| EJERCICIO ESCRITO 1 |
Responde a estas preguntas sobre el texto de la política catalana:
(a) ¿Qué caso judicial se cita entre los choques del siglo pasado?
(b) ¿Entre qué dos formaciones hay pugna hoy en el Ayuntamiento?
(c) ¿Con qué asunto se ilustra que el proyecto de ciudad es contradictorio?
| EJERCICIO ESCRITO 2 |
Edita el fragmento del texto de la política catalana que empieza por "Sin caer en" y sigue hasta "con el turismo).", cambiando "decepcionante" por "desalentadora".

| TEXTO DE PARTIDA |
────────
16/07/2022
3 min

En la Catalunya sociovergente del siglo pasado, teníamos dos gobiernos enfrentados, el pujolista en la Generalitat y el maragallista en el Ayuntamiento de Barcelona. Aun así, sin hacerlo nada explícito, sumaban. El país progresaba: escuelas, empresas, Juegos Olímpicos, equipaciones culturales... Más allá de los choques retóricos, ideológicos (nacionalismo versus socialismo) y judiciales (caso Banca Catalana), el reparto de poder funcionó. Había ruido, claro, pero había también grandes consensos intocables. Algunos en positivo (como el de la lengua) y otros en negativo (como el de la corrupción). Cada gobierno era coherente en él mismo. Todos venían del antifranquismo y compartían, por lo tanto, un poso común.

Sin caer en absurdas nostalgias por este pasado, hoy la situación es decepcionante. Y es inversa a la de entonces. Tenemos dos gobiernos enfrentados internamente, lo que hace casi imposible la colaboración externa, y ya no digamos los consensos para avanzar. La pugna es muy evidente en la Generalitat entre ERC y JxCat, pero también existe en el Ayuntamiento entre los comunes y el PSC. El proyecto independentista está perfectamente encallado (solo hay que mirar qué pasa con la mesa de diálogo con el Estado), el proyecto de ciudad es perfectamente contradictorio (solo hay que mirar qué pasa con el turismo).
────────
| EXTRACTO DE DATOS |
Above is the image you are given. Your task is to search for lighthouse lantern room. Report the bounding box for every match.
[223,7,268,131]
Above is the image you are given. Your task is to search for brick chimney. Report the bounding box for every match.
────────
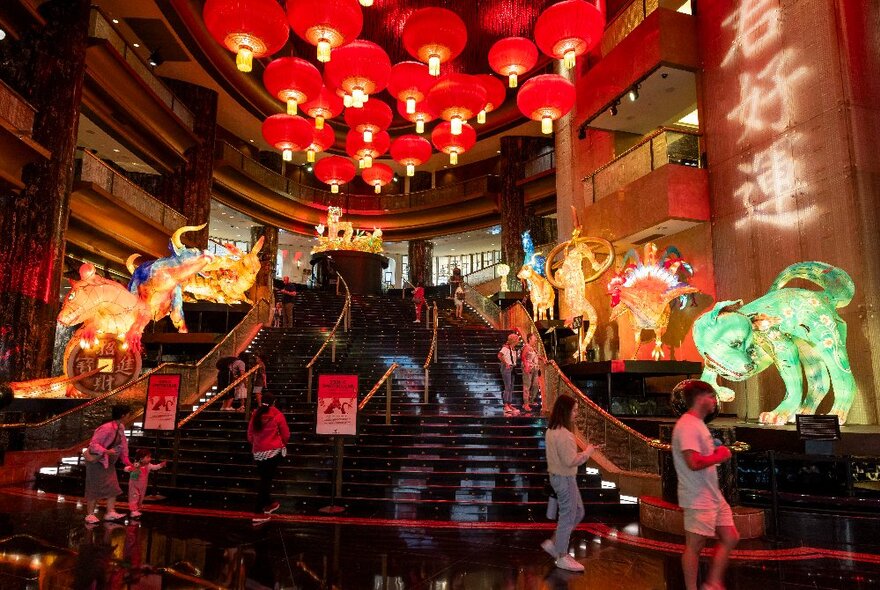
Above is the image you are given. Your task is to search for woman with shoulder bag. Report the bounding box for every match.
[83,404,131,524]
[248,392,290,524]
────────
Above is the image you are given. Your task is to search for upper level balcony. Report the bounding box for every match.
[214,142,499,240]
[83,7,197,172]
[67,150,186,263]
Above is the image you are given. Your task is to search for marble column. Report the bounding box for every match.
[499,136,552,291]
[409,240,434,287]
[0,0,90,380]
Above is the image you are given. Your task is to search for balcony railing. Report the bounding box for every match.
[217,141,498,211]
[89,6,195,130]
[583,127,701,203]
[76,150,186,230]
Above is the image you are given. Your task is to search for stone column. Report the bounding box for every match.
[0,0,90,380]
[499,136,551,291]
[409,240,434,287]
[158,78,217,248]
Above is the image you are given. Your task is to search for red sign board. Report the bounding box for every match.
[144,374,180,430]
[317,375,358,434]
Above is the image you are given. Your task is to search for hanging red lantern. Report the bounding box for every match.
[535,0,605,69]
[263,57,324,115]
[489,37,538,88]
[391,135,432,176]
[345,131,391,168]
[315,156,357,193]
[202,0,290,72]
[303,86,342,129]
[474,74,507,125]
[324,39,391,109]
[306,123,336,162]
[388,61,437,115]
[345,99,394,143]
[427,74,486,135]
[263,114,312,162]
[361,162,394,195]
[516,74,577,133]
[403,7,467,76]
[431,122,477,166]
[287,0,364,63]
────────
| RESULTADO FINAL 1 |
(a) El caso Banca Catalana.
(b) Entre los comunes y el PSC.
(c) Con el turismo.

| RESULTADO FINAL 2 |
Sin caer en absurdas nostalgias por este pasado, hoy la situación es desalentadora. Y es inversa a la de entonces. Tenemos dos gobiernos enfrentados internamente, lo que hace casi imposible la colaboración externa, y ya no digamos los consensos para avanzar. La pugna es muy evidente en la Generalitat entre ERC y JxCat, pero también existe en el Ayuntamiento entre los comunes y el PSC. El proyecto independentista está perfectamente encallado (solo hay que mirar qué pasa con la mesa de diálogo con el Estado), el proyecto de ciudad es perfectamente contradictorio (solo hay que mirar qué pasa con el turismo).